### EXCERPTED TEXT
##############################

Balancing Genesys Cloud Multi-Skill Queue Assignments with Python and Linear Programming

Balancing Genesys Cloud Multi-Skill Queue Assignments with Python and Linear Programming

What You Will Build

A Python worker that queries real-time agent states, solves a linear programming problem to calculate optimal queue capacities, and applies those capacities via the Routing API to minimize estimated average wait times. This tutorial uses the Genesys Cloud Routing API and scipy.optimize.linprog. The code is written in Python 3.9+.

Prerequisites

  • OAuth 2.0 Client Credentials flow with scopes: routing:agent:view, routing:queue:view, routing:queue:write
  • Genesys Cloud Python SDK v2.0.0+ (referenced for architecture context)
  • Python 3.9+, requests, scipy, numpy
  • Environment variables for GENESYS_REGION, GENESYS_CLIENT_ID, GENESYS_CLIENT_SECRET
  • Target queue configuration mapping queue IDs to skill IDs

Authentication Setup

Genesys Cloud uses OAuth 2.0 client credentials flow for machine-to-machine authentication. The SDK class PureCloudPlatformClientV2 handles token lifecycle internally, but implementing the flow directly with requests provides full visibility into expiration windows and refresh boundaries. The following class caches tokens and refreshes them before expiration.

##############################

### EXERCISE DATA

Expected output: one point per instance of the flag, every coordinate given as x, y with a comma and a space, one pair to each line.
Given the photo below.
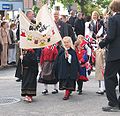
43, 33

##############################

### INSTRUCTIONS FOR THE TASK
Using the Genesys Cloud queue-balancing tutorial, explain in one to three sentences why it implements the OAuth 2.0 client credentials flow directly with requests instead of relying on the SDK class PureCloudPlatformClientV2.

### ANSWER TO THIS EXERCISE
The SDK class PureCloudPlatformClientV2 handles the token lifecycle internally. Implementing the flow directly with requests gives full visibility into expiration windows and refresh boundaries, so the tutorial's class can cache tokens and refresh them before they expire.